**Given request:**
Below are some entries. Return exactly the lines from the one with "Task: place one point on each instance of the lamp shade" through the final line, leaving out any pictures.
[BEGIN Dataset excerpts]
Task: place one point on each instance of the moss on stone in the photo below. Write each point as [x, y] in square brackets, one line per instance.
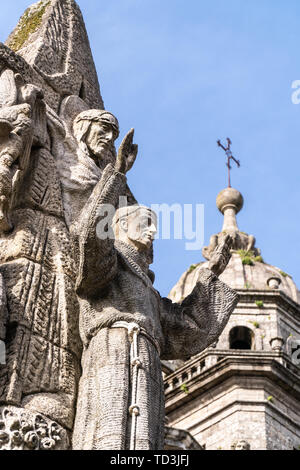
[192, 267]
[28, 24]
[284, 274]
[248, 257]
[184, 388]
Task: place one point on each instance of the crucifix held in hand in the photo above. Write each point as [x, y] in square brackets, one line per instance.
[229, 155]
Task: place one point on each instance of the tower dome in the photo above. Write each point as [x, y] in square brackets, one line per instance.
[246, 269]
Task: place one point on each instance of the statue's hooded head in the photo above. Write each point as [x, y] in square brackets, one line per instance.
[135, 225]
[96, 131]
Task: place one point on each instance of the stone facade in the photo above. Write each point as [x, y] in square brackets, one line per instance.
[242, 393]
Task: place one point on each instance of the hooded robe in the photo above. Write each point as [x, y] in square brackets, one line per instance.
[121, 396]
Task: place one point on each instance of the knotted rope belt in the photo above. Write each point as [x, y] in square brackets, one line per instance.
[134, 330]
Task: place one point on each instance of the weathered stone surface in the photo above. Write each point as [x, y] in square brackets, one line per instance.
[24, 430]
[52, 38]
[125, 325]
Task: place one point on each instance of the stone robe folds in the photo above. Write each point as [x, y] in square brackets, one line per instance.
[113, 285]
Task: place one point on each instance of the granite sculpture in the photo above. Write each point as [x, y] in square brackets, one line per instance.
[63, 288]
[125, 326]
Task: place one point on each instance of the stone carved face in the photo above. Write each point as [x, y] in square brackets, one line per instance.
[138, 228]
[96, 131]
[100, 138]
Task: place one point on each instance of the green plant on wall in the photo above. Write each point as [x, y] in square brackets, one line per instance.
[184, 388]
[255, 324]
[249, 258]
[28, 24]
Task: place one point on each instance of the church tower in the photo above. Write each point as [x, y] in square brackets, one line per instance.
[244, 391]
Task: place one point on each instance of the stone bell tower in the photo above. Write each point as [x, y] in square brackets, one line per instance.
[244, 391]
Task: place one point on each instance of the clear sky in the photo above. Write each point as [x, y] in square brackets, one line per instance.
[184, 73]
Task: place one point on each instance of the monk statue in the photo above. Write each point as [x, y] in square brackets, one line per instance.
[125, 325]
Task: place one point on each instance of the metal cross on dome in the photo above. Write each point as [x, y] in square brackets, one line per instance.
[227, 150]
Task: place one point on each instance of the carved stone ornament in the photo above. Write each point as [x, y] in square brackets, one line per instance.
[24, 430]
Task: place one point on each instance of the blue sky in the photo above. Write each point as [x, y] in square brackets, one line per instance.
[185, 73]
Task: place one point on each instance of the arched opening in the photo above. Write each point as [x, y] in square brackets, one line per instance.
[240, 337]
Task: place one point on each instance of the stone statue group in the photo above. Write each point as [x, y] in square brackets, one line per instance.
[83, 326]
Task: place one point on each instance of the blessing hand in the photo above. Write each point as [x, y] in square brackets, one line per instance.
[127, 154]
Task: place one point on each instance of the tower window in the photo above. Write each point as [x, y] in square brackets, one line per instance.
[240, 337]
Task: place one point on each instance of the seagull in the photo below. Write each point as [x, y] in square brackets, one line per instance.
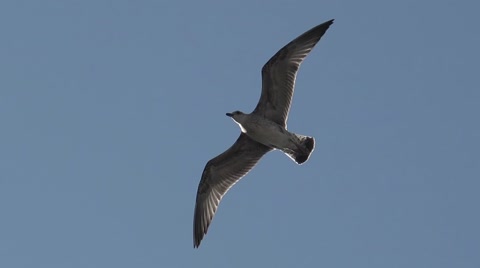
[263, 130]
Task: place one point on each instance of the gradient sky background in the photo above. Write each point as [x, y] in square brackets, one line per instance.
[109, 111]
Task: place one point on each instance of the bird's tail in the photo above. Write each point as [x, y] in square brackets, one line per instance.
[305, 147]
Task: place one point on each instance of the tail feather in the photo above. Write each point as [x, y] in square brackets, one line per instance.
[305, 148]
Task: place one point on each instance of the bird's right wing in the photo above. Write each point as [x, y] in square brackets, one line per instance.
[219, 175]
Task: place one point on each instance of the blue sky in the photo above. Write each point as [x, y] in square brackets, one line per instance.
[109, 111]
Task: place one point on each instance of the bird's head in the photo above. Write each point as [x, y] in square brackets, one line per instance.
[236, 116]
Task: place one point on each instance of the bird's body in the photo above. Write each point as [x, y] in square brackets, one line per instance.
[262, 130]
[269, 133]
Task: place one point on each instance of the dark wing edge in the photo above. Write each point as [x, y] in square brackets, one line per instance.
[279, 74]
[219, 175]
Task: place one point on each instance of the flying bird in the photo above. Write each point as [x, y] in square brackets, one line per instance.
[263, 130]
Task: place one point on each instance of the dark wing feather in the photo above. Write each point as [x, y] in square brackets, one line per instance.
[279, 73]
[219, 175]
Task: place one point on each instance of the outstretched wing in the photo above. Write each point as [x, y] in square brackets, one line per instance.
[219, 175]
[279, 73]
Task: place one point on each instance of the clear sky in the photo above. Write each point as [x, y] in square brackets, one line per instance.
[109, 111]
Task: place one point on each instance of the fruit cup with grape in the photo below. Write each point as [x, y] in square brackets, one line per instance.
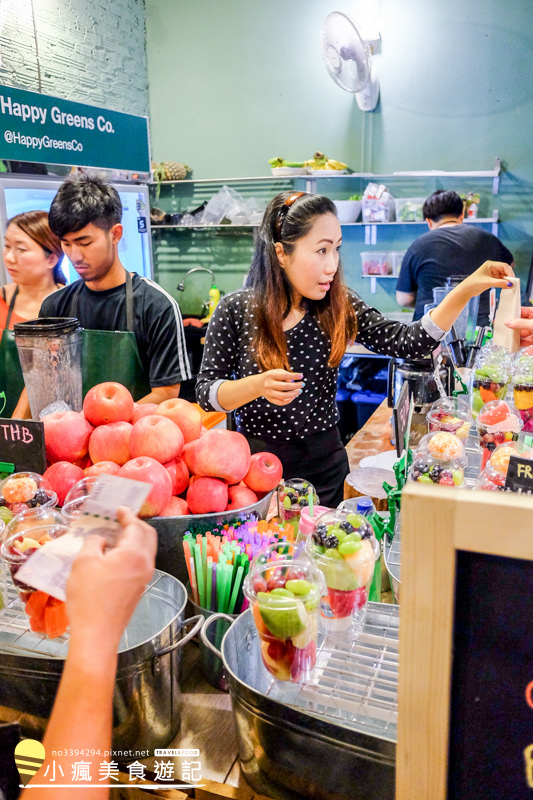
[495, 473]
[491, 375]
[293, 496]
[23, 491]
[344, 548]
[498, 422]
[523, 391]
[450, 414]
[285, 599]
[438, 471]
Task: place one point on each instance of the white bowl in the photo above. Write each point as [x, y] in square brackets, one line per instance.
[348, 210]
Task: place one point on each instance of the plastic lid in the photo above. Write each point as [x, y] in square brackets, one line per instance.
[47, 326]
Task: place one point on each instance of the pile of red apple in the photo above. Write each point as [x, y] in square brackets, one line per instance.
[192, 470]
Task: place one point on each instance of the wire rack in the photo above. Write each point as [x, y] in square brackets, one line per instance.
[355, 684]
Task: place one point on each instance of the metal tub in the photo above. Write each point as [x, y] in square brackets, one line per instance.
[333, 739]
[146, 703]
[170, 532]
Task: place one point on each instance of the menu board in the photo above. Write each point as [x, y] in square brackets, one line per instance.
[465, 696]
[491, 711]
[22, 445]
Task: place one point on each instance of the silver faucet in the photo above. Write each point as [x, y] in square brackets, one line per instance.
[181, 285]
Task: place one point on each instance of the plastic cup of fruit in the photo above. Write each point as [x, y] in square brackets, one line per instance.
[24, 535]
[76, 497]
[439, 471]
[285, 604]
[308, 522]
[344, 548]
[450, 414]
[26, 490]
[293, 495]
[443, 445]
[498, 422]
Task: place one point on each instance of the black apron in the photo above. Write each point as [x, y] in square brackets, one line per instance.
[112, 355]
[320, 459]
[11, 377]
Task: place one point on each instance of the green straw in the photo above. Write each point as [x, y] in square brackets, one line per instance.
[236, 589]
[209, 583]
[199, 574]
[228, 569]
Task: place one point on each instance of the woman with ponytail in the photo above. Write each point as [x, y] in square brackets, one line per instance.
[273, 349]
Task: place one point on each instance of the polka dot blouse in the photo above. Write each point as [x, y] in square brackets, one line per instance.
[227, 357]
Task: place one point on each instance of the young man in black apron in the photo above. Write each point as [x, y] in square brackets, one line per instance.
[133, 331]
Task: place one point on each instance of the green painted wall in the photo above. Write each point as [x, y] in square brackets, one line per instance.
[233, 83]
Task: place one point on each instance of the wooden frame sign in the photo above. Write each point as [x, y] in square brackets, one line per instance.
[465, 706]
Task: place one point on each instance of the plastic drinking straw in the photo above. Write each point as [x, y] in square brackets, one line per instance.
[187, 551]
[204, 559]
[209, 583]
[221, 586]
[214, 589]
[236, 588]
[194, 587]
[199, 574]
[229, 572]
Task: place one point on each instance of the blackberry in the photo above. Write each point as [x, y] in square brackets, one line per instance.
[346, 526]
[365, 530]
[41, 497]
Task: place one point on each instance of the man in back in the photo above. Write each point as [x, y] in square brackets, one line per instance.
[133, 331]
[450, 248]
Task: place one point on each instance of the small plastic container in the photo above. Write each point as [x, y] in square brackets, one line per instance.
[498, 422]
[443, 445]
[26, 490]
[409, 209]
[286, 613]
[293, 495]
[376, 263]
[344, 548]
[490, 377]
[450, 414]
[523, 391]
[76, 497]
[439, 471]
[29, 530]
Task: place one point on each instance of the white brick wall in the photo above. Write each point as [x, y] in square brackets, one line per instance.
[90, 51]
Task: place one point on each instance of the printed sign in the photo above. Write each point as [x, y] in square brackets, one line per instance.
[519, 475]
[36, 127]
[22, 444]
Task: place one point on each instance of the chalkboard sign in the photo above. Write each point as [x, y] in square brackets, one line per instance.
[401, 419]
[22, 444]
[465, 701]
[519, 475]
[491, 723]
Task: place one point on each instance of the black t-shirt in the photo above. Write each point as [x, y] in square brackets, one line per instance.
[157, 321]
[454, 250]
[227, 357]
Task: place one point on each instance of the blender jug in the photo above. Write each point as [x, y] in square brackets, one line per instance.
[50, 356]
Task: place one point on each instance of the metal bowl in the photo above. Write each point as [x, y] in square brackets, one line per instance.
[170, 530]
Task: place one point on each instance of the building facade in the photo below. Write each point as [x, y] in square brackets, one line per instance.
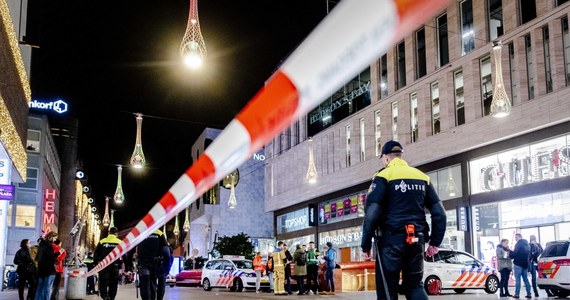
[432, 92]
[211, 215]
[14, 98]
[35, 209]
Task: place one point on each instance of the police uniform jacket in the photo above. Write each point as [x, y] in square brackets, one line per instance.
[397, 197]
[105, 247]
[150, 249]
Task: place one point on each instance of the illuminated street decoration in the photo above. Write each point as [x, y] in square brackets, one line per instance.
[137, 159]
[312, 171]
[500, 105]
[193, 48]
[106, 220]
[119, 197]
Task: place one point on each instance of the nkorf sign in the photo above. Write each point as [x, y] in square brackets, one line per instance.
[59, 106]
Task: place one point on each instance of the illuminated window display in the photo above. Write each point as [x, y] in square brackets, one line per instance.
[540, 161]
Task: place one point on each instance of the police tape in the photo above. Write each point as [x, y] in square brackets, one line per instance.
[353, 35]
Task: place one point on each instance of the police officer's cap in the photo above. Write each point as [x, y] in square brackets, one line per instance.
[392, 147]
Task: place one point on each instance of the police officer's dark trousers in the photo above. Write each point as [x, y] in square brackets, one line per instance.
[148, 279]
[398, 255]
[108, 282]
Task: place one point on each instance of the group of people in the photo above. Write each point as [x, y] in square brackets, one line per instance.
[306, 265]
[524, 257]
[40, 267]
[153, 261]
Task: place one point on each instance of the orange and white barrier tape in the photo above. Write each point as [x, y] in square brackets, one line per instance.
[353, 35]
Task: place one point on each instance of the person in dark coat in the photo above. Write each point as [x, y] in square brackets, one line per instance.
[26, 270]
[46, 266]
[520, 257]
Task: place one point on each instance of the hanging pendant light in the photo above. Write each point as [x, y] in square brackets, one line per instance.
[106, 220]
[501, 104]
[176, 229]
[193, 48]
[232, 202]
[112, 224]
[186, 226]
[312, 170]
[119, 197]
[137, 159]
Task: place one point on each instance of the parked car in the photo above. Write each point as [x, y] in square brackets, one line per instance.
[233, 272]
[458, 271]
[554, 268]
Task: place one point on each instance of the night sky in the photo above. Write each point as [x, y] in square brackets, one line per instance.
[110, 59]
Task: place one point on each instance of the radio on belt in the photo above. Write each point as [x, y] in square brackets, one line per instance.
[411, 234]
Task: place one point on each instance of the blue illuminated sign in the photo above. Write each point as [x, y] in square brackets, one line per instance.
[58, 106]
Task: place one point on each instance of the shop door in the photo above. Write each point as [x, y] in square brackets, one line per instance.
[544, 234]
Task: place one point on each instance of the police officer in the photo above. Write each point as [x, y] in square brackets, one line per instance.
[108, 277]
[149, 264]
[395, 207]
[88, 261]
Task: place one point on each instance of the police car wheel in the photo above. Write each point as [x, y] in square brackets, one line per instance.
[206, 284]
[430, 282]
[491, 284]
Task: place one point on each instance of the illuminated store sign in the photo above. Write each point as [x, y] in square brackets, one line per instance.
[48, 219]
[6, 192]
[58, 106]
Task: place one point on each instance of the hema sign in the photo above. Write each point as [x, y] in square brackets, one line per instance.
[58, 106]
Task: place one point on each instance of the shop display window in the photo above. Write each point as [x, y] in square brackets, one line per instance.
[539, 161]
[545, 216]
[340, 209]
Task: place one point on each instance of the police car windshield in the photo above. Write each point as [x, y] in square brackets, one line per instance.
[243, 264]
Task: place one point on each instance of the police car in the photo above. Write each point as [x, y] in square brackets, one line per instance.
[233, 272]
[458, 271]
[554, 268]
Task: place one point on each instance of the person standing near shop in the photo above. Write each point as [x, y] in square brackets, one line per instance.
[505, 266]
[520, 257]
[330, 263]
[279, 269]
[535, 251]
[395, 206]
[58, 268]
[312, 269]
[46, 266]
[258, 268]
[300, 259]
[287, 262]
[149, 263]
[26, 270]
[108, 277]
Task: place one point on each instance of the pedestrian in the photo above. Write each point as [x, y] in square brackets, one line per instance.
[88, 261]
[279, 269]
[395, 207]
[167, 260]
[258, 268]
[520, 257]
[149, 262]
[287, 261]
[535, 251]
[26, 270]
[300, 259]
[312, 269]
[330, 264]
[46, 266]
[108, 277]
[269, 270]
[505, 266]
[58, 268]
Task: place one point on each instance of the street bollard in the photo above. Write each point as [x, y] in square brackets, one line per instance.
[76, 283]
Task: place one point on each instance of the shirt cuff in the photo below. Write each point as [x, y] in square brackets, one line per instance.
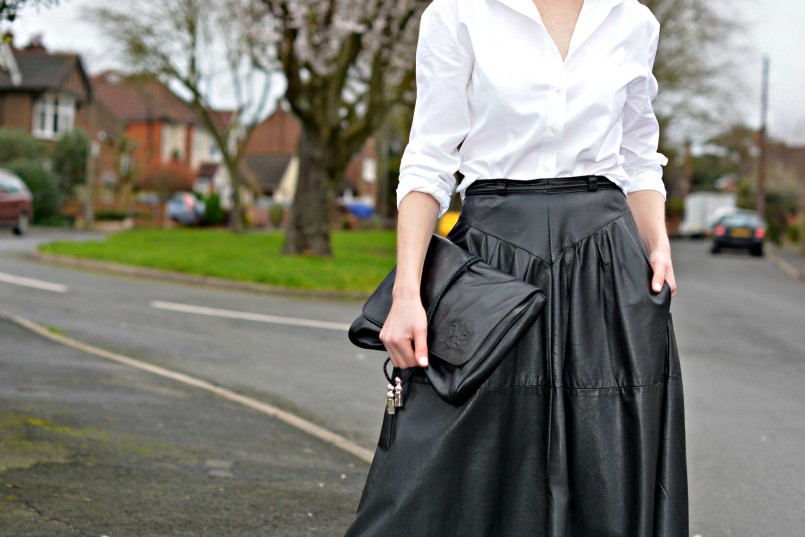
[647, 179]
[411, 183]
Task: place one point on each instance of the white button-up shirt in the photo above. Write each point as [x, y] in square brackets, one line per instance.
[495, 100]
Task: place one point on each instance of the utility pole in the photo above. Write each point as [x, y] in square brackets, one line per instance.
[92, 154]
[761, 176]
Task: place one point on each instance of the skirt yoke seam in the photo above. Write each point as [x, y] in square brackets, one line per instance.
[466, 222]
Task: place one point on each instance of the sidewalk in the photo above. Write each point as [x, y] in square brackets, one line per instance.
[790, 262]
[91, 447]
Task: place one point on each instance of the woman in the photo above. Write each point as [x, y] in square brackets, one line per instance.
[544, 108]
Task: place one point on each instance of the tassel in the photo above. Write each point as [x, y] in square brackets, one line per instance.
[398, 392]
[390, 400]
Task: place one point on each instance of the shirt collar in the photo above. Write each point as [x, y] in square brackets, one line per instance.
[593, 13]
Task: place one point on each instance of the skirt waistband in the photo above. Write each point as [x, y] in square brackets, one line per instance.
[504, 186]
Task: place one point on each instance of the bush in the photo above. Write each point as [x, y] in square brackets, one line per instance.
[42, 185]
[16, 145]
[70, 160]
[275, 214]
[214, 214]
[110, 216]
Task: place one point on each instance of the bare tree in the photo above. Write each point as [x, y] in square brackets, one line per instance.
[696, 63]
[9, 9]
[197, 44]
[347, 63]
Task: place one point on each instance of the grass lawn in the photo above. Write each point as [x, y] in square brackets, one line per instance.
[361, 258]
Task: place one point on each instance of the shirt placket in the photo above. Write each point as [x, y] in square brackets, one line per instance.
[555, 114]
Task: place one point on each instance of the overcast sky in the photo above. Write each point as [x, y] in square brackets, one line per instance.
[775, 30]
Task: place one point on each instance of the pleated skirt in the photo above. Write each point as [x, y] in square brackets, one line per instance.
[580, 431]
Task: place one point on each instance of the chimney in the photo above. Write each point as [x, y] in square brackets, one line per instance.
[36, 44]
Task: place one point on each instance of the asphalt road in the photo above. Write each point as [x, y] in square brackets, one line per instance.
[740, 325]
[89, 448]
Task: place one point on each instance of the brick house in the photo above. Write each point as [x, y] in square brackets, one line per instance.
[272, 162]
[41, 92]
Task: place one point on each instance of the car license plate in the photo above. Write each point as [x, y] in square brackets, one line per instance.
[741, 233]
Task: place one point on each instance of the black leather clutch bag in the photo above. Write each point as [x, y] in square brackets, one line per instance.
[476, 314]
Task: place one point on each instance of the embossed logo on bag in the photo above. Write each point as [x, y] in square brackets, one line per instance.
[457, 335]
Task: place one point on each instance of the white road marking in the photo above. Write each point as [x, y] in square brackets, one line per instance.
[259, 317]
[334, 439]
[36, 284]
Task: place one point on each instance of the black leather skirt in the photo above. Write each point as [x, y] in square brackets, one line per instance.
[580, 431]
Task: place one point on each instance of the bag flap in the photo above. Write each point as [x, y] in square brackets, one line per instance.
[473, 309]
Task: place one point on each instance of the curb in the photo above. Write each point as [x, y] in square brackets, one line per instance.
[317, 431]
[785, 266]
[210, 281]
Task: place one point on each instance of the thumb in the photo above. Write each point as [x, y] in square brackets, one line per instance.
[660, 273]
[421, 345]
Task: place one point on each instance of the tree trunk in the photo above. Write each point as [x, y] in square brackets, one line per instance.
[308, 227]
[236, 217]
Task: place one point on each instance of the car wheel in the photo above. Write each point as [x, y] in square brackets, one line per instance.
[21, 228]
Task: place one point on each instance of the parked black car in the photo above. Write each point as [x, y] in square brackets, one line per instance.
[743, 229]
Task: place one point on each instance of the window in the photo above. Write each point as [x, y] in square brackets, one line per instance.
[54, 113]
[173, 142]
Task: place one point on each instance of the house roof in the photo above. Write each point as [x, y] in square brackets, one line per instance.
[140, 98]
[42, 70]
[207, 170]
[267, 170]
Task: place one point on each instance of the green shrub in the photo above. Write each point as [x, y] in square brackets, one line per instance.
[793, 234]
[214, 215]
[275, 214]
[70, 161]
[16, 144]
[675, 207]
[42, 185]
[111, 216]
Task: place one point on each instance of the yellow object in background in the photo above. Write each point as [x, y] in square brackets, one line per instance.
[446, 222]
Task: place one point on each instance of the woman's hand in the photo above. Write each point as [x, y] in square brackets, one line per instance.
[407, 319]
[648, 209]
[406, 322]
[660, 259]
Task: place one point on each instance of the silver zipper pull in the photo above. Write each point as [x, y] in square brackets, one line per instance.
[398, 392]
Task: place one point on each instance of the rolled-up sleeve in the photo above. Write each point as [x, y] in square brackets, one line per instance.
[641, 131]
[441, 113]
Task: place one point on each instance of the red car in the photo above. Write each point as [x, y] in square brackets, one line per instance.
[16, 209]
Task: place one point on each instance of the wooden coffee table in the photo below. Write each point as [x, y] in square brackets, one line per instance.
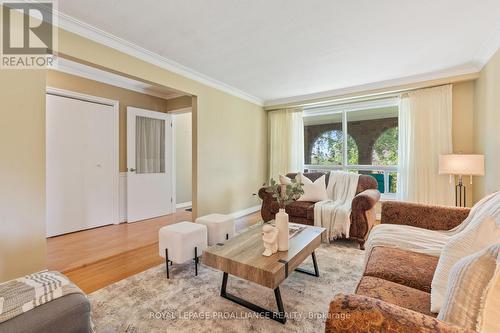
[241, 256]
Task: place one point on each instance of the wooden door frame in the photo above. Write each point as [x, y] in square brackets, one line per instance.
[171, 146]
[116, 139]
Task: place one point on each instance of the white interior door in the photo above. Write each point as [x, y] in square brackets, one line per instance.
[81, 164]
[150, 164]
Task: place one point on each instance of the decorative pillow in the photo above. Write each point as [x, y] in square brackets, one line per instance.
[284, 180]
[313, 191]
[470, 286]
[461, 245]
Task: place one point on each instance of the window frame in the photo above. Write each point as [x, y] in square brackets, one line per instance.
[344, 109]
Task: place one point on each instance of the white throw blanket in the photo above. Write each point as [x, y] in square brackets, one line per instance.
[334, 213]
[429, 241]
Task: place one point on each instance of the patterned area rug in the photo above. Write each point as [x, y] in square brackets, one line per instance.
[148, 302]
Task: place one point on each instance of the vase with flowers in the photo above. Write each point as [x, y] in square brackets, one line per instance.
[284, 195]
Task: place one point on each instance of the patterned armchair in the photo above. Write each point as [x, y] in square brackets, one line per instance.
[363, 207]
[357, 313]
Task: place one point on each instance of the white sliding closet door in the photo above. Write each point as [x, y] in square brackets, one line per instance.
[81, 164]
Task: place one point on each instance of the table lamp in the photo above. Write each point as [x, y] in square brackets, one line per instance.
[461, 165]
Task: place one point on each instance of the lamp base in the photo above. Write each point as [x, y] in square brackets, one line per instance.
[460, 194]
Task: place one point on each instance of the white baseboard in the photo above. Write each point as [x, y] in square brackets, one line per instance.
[184, 204]
[244, 212]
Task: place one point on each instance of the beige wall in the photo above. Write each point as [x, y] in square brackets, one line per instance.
[229, 134]
[487, 126]
[183, 152]
[124, 96]
[463, 125]
[179, 103]
[22, 172]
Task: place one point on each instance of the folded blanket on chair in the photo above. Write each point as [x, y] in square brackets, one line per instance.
[24, 294]
[334, 214]
[430, 241]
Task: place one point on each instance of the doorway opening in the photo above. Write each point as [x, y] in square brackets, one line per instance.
[111, 160]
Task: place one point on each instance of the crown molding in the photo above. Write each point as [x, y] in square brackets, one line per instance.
[488, 49]
[73, 25]
[457, 74]
[91, 73]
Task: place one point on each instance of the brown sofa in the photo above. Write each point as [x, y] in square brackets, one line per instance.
[394, 293]
[363, 206]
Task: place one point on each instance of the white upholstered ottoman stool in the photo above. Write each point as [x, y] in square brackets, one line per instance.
[220, 227]
[181, 242]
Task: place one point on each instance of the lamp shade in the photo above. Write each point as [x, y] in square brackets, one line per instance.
[461, 164]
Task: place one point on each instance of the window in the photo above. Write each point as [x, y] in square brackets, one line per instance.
[370, 146]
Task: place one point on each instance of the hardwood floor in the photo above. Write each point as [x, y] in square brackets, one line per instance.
[95, 258]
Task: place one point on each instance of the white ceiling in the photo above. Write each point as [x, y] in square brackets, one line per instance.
[277, 49]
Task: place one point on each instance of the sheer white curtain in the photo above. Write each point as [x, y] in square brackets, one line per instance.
[424, 133]
[149, 145]
[286, 141]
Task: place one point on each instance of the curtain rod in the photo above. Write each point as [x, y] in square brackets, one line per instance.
[372, 96]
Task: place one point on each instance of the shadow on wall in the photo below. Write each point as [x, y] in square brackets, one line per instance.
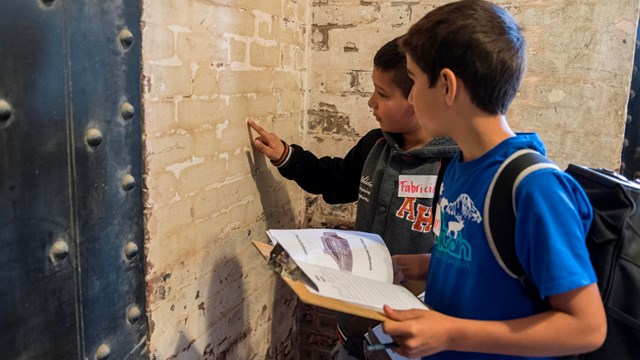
[275, 201]
[277, 212]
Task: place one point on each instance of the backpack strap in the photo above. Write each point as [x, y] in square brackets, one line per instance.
[500, 211]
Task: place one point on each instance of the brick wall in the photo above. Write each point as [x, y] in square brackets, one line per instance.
[208, 66]
[302, 68]
[574, 94]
[END Dataset excerpts]
**Full answer:**
Task: place one point on each instance of the lamp shade in the photo above. Write each point as [x, y] in square brackets, one line per instance.
[461, 164]
Task: place one point on each instance of the window in the photo above. Write each point as [x, y] in square brackets, one line per instance.
[370, 146]
Task: place one point on each instance of the hardwood floor in the photo above. Write each point as [x, y] in square brackets, one line per instance.
[95, 258]
Task: place one point on each instance of the white ceiling in the photo above. Write each point as [x, y] in square brackets, one line per instance.
[277, 49]
Task: place one point on each instance of the sheer white curtain in the photo above. Write each point as [x, y] in square brackets, one line per instance.
[424, 133]
[149, 145]
[286, 141]
Task: place one point on each instance of the curtain rod in the photo above. Write each point as [x, y] in square brackets, one line per instance.
[372, 96]
Task: place one point on each instance of the shadow on wall in the photo below. Write each point as [x, y] in square brackets, one line per instance.
[275, 201]
[277, 212]
Task: place one point on each instance of the backpack strap in the photo above. Write each point as [x, y] in square brackets, one line per instance.
[500, 211]
Task: place one point on each instance of the brick wall in the photo above. Write each point as [x, y] in square brackets, one line per instance.
[208, 66]
[302, 68]
[574, 94]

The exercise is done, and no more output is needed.